Source
--- begin ---
Kasia Paprocki of the Goldin Institute has a different view on microfinance institutions leading the rescue efforts in quake-affected Haiti. Here’s how she describes the whole scenario and its impact.
Feb 5, 2010: Any significant shift of disaster-relief funds for Haiti to support microcredit programs as a strategy for rebuilding after the earthquake would be a misguided and potentially destructive decision. Donors should concentrate relief efforts on developing the capacity of local organizations to rebuild Haiti and work toward the recovery of its citizens.
This interest in using microcredit as a disaster relief strategy is a response born out of a recent global infatuation with microcredit, though it is not grounded in evidence that this has been an effective means of helping survivors to cope with disaster. Donors and policy makers should closely examine the experience of Bangladesh after recent cyclones Sidr and Aila (which occurred in 2007 and 2009, respectively) before considering this kind of intervention in Haiti.
--- end ---
Data
--- begin ---
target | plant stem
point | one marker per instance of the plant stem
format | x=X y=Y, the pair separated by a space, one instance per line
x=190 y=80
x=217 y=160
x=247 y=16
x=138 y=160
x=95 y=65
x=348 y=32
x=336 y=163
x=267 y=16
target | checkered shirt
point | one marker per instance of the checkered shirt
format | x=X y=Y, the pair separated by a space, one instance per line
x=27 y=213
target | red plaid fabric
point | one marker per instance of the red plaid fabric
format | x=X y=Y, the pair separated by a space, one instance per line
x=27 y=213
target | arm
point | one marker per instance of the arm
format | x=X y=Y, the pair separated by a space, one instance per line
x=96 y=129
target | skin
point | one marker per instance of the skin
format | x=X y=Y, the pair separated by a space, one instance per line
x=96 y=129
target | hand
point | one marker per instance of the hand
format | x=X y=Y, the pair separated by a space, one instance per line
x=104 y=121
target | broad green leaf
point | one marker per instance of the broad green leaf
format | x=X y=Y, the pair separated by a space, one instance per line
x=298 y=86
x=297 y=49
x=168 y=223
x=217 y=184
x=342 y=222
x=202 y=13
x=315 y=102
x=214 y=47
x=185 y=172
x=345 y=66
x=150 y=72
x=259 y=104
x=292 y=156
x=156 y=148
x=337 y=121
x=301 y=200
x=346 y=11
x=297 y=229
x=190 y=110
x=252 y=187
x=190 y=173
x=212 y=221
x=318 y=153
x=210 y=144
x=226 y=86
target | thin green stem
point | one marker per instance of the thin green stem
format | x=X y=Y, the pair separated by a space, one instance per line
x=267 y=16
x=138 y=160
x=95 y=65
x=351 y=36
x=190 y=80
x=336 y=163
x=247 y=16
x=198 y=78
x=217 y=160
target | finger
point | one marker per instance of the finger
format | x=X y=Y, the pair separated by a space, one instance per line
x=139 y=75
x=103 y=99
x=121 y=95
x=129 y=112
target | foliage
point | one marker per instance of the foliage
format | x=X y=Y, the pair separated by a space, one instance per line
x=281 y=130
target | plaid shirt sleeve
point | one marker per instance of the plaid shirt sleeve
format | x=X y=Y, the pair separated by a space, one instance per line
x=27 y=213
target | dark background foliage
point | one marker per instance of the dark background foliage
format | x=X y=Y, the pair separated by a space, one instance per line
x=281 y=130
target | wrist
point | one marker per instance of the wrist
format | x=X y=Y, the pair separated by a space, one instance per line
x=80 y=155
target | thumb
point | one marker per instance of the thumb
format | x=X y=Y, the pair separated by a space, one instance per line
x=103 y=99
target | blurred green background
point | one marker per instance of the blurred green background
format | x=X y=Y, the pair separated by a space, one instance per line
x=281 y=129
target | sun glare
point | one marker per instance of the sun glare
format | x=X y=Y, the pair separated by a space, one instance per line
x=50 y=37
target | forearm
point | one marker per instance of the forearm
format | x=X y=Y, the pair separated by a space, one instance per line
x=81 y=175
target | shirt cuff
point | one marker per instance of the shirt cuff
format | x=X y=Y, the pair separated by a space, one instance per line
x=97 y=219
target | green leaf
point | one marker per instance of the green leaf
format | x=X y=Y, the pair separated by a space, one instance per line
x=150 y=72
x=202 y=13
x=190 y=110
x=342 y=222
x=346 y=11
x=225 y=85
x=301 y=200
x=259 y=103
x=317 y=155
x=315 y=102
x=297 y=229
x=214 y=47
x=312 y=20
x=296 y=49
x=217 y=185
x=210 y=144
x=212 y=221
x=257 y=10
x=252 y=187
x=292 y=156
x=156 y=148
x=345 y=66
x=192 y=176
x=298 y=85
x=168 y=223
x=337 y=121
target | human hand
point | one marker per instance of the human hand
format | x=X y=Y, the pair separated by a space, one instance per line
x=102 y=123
--- end ---
Instructions
• a. In the piece on microcredit for Haiti, copy everything from "Kasia Paprocki of" down to "and its impact.", swapping "microfinance institutions" for "microcredit lenders".
• b. Shorten the paragraph of the Haiti microcredit piece that opens with "This interest in using microcredit" while keeping its main facts.
• c. Pick up the piece on microcredit for Haiti after its last sentence and write what comes next.

Exercise answers
• a.
Kasia Paprocki of the Goldin Institute has a different view on microcredit lenders leading the rescue efforts in quake-affected Haiti. Here’s how she describes the whole scenario and its impact.

• b. The push to use microcredit for disaster relief comes from a recent global enthusiasm for it, not from evidence that it helps survivors cope. Before trying it in Haiti, donors and policy makers should study how it worked in Bangladesh after cyclones Sidr (2007) and Aila (2009).

• c.
In Bangladesh, where the microcredit infrastructure is so robust that it penetrates the majority of villages throughout the country, numerous national media outlets reported after each cyclone that microcredit agencies resumed operations as soon as two weeks after the disaster, sending field workers to collect on loans made before the cyclone into rural communities that had been decimated by the storm. Reports were released of survivors returning to their villages to begin rebuilding, only to be forced to flee again due to threats from microcredit loan collectors. Despite having lost their homes, livestock, cropland, and other productive assets, villagers described being pressured to take additional loans in order to repay outstanding debts. After both cyclones, Bangladeshi government officials made repeated public pleas to NGOs and microcredit providers to delay debt collections on microcredit loans, even mandating after the first that microcredit providers write off loans of borrowers who had been killed in the storm.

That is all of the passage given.